## [DATA FOR THE TASK]
--------------------------------

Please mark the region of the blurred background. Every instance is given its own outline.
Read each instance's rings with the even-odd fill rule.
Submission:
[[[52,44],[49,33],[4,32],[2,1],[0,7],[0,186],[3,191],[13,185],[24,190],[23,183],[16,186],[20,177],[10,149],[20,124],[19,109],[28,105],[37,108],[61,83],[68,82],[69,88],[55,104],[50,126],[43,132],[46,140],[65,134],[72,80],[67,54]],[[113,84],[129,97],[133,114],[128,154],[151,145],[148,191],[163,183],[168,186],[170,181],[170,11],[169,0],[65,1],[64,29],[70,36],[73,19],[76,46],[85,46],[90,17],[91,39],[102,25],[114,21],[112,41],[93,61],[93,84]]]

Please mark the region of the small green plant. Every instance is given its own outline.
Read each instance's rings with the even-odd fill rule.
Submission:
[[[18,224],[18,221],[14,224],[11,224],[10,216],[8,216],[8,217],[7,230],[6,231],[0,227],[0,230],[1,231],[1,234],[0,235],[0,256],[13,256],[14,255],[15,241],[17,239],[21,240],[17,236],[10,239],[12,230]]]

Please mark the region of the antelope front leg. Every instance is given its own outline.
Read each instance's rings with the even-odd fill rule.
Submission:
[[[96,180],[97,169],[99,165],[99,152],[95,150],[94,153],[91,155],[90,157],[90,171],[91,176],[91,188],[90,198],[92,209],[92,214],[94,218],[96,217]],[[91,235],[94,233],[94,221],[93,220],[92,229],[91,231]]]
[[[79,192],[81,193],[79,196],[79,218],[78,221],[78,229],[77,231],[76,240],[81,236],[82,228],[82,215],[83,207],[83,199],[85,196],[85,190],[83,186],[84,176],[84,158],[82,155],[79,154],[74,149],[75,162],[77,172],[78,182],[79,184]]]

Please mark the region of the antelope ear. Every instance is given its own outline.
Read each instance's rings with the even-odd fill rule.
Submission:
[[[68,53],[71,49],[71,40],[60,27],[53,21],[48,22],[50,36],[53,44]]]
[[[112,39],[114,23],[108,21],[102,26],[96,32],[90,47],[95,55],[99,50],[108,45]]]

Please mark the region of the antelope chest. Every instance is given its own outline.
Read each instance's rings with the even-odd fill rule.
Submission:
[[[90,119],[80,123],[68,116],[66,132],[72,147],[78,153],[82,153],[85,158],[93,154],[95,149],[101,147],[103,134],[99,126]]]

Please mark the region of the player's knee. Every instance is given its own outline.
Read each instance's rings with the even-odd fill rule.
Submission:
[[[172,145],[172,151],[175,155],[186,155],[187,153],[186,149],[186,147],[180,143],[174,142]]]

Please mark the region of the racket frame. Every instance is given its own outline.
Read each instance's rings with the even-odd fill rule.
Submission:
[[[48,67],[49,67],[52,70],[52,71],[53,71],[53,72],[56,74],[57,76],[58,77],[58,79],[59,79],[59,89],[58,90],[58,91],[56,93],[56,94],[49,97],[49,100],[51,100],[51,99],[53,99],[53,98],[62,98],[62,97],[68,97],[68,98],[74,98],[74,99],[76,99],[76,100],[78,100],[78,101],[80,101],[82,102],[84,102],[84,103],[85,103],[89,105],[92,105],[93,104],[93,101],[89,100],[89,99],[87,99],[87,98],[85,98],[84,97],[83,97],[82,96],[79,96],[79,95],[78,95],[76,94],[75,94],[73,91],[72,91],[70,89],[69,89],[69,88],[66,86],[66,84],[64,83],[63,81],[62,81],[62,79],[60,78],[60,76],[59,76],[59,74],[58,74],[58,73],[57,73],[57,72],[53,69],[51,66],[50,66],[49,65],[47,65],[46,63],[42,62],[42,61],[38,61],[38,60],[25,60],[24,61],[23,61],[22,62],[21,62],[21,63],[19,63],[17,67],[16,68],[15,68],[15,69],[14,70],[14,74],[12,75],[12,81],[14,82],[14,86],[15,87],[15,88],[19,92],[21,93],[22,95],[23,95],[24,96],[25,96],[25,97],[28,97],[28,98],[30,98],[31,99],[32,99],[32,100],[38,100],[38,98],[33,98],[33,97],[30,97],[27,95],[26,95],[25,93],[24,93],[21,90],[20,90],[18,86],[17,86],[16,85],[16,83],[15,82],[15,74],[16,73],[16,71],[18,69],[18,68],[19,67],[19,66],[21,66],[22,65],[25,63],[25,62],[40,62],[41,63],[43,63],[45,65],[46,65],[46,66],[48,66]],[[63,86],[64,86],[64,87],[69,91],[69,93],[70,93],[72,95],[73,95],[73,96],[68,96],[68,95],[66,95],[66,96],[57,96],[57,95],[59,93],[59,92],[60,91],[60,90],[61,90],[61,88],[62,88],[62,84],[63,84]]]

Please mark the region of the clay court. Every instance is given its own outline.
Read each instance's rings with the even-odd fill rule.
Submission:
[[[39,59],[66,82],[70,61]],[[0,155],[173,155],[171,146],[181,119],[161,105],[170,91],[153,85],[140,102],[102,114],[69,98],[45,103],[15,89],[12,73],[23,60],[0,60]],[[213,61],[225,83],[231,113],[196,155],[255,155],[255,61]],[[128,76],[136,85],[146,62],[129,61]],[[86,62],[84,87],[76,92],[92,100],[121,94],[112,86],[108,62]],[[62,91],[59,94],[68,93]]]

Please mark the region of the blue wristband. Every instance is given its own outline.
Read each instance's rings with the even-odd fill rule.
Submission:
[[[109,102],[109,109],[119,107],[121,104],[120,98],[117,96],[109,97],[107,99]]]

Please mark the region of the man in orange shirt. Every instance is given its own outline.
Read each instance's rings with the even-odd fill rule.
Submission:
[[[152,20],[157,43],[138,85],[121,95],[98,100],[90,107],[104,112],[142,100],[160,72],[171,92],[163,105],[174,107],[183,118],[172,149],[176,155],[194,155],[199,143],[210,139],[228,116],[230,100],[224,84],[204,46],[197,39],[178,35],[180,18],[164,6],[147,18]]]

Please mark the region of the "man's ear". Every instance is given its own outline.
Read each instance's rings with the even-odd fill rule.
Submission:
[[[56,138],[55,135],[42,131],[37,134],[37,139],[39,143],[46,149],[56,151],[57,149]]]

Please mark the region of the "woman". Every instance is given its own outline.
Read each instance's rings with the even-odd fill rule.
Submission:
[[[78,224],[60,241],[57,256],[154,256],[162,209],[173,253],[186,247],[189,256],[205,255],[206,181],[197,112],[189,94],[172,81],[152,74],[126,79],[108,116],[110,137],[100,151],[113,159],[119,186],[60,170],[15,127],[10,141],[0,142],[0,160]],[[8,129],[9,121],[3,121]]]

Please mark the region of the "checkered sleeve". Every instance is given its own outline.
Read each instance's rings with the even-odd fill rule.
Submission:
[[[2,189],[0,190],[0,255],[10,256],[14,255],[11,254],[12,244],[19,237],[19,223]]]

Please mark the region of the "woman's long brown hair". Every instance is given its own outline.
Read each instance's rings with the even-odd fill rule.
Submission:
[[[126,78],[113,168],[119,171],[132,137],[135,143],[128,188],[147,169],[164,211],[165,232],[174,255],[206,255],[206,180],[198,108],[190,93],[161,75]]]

--------------------------------

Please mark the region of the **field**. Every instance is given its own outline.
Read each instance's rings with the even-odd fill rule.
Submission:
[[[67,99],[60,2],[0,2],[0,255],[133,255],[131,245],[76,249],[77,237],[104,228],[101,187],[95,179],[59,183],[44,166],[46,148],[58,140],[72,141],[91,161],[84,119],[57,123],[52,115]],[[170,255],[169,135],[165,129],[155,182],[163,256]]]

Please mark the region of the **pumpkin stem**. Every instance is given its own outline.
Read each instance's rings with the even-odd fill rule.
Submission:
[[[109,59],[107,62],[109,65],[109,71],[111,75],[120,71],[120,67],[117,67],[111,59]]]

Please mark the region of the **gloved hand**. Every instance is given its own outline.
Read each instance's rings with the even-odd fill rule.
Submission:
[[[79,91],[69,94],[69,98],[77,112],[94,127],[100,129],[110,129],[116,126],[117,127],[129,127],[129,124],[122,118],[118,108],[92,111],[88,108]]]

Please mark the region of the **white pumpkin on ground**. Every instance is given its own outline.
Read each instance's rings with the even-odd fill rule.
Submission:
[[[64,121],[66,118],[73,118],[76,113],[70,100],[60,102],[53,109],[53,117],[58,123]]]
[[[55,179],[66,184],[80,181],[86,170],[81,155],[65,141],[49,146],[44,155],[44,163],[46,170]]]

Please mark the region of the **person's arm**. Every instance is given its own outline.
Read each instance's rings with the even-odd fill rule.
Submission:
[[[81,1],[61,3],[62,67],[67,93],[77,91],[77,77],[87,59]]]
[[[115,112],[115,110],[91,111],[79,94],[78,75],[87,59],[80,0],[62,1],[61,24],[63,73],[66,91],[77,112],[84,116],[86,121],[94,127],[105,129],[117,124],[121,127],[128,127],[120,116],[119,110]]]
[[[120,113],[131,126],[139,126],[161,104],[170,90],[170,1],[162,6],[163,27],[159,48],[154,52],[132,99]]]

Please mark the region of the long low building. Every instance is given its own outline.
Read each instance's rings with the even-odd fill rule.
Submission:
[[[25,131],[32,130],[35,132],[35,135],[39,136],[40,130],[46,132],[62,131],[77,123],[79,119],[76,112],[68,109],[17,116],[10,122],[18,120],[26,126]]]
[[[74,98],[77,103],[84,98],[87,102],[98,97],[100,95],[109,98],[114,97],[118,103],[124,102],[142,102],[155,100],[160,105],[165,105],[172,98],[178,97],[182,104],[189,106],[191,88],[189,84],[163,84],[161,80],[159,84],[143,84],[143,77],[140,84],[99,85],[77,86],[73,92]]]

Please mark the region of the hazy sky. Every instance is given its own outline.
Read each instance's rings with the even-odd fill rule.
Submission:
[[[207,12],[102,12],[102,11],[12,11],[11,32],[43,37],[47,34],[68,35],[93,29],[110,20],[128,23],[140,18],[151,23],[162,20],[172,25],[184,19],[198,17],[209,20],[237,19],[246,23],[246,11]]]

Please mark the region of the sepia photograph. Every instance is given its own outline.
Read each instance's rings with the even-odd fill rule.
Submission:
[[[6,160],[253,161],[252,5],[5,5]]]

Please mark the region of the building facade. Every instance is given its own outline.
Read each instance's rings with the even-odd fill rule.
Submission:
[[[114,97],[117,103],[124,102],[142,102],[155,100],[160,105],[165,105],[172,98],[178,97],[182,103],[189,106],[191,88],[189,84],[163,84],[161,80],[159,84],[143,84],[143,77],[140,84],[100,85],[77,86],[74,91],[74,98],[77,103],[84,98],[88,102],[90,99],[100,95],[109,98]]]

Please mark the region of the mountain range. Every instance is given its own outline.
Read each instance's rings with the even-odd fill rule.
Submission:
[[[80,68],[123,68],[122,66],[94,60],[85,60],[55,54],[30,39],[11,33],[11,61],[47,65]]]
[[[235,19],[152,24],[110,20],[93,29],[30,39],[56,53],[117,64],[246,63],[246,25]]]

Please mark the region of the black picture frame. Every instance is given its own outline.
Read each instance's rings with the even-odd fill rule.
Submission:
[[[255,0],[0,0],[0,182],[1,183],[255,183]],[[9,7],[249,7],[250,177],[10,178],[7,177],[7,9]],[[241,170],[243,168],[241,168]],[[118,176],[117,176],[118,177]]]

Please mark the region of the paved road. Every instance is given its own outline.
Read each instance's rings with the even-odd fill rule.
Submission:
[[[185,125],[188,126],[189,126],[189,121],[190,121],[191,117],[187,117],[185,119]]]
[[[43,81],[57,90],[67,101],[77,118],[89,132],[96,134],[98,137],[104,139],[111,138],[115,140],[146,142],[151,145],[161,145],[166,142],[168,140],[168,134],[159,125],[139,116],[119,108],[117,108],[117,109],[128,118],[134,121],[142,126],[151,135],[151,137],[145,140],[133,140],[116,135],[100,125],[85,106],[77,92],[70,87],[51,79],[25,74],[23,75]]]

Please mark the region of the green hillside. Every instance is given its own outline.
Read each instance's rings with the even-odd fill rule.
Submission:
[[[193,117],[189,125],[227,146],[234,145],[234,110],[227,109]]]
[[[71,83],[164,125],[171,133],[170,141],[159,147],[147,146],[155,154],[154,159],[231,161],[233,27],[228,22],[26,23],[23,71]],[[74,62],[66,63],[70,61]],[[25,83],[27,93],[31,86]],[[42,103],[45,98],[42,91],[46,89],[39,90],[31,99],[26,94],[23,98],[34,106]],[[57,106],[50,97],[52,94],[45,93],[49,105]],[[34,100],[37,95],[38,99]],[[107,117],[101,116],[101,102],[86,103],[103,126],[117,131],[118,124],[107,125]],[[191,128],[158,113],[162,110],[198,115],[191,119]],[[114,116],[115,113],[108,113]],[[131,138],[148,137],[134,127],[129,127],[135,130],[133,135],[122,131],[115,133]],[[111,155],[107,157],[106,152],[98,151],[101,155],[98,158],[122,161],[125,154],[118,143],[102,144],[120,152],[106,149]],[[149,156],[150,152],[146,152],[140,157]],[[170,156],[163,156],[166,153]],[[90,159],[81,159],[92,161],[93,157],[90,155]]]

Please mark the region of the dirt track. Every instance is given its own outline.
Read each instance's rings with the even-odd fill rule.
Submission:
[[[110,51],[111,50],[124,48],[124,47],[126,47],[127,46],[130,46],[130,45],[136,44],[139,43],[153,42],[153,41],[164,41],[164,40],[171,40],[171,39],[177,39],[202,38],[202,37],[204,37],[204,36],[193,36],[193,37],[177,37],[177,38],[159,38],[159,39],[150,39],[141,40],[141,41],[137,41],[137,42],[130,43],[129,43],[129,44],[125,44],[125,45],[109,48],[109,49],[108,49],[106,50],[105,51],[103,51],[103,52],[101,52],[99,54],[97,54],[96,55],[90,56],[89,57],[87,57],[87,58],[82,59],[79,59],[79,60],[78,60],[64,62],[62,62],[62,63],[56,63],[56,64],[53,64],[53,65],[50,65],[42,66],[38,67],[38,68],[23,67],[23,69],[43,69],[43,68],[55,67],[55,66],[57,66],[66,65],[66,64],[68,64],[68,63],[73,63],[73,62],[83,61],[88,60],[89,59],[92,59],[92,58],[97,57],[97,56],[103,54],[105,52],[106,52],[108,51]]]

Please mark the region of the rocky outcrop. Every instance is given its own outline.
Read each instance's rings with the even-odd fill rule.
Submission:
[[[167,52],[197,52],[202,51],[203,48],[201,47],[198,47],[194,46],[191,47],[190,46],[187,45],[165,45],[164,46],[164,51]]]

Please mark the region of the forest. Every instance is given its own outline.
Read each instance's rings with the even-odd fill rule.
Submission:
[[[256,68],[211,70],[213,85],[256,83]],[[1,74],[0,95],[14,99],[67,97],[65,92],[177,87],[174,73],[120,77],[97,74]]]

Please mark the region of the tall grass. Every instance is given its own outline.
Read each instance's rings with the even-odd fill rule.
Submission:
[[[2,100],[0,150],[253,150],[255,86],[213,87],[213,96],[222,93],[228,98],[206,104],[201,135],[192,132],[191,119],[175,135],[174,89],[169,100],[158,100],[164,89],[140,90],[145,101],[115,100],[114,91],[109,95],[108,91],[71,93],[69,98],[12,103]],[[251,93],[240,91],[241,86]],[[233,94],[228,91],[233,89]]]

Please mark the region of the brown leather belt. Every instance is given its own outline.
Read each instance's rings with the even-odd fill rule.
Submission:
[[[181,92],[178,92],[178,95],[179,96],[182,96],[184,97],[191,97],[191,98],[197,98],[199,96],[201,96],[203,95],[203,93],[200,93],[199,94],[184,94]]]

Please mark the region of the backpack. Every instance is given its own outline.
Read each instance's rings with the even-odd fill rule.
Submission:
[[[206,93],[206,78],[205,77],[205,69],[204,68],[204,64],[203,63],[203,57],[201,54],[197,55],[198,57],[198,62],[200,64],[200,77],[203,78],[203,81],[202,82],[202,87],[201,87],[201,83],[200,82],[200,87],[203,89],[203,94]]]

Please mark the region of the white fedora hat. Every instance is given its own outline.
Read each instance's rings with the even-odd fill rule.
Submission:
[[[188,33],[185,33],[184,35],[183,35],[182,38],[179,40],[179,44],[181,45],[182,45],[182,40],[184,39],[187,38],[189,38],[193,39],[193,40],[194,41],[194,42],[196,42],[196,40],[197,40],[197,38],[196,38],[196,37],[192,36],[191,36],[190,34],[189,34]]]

--------------------------------

## [TASK BRIEF]
Reproduce verbatim the lines from the one containing "Please mark the region of the green" through the one containing "[[[193,117],[189,125],[227,146],[234,145],[234,110],[227,109]]]", both included.

## [ANSWER BELOW]
Please mark the region of the green hillside. Every instance is given its own outline.
Read each instance's rings with the even-odd fill rule.
Submission:
[[[193,117],[189,125],[227,146],[234,145],[234,110],[227,109]]]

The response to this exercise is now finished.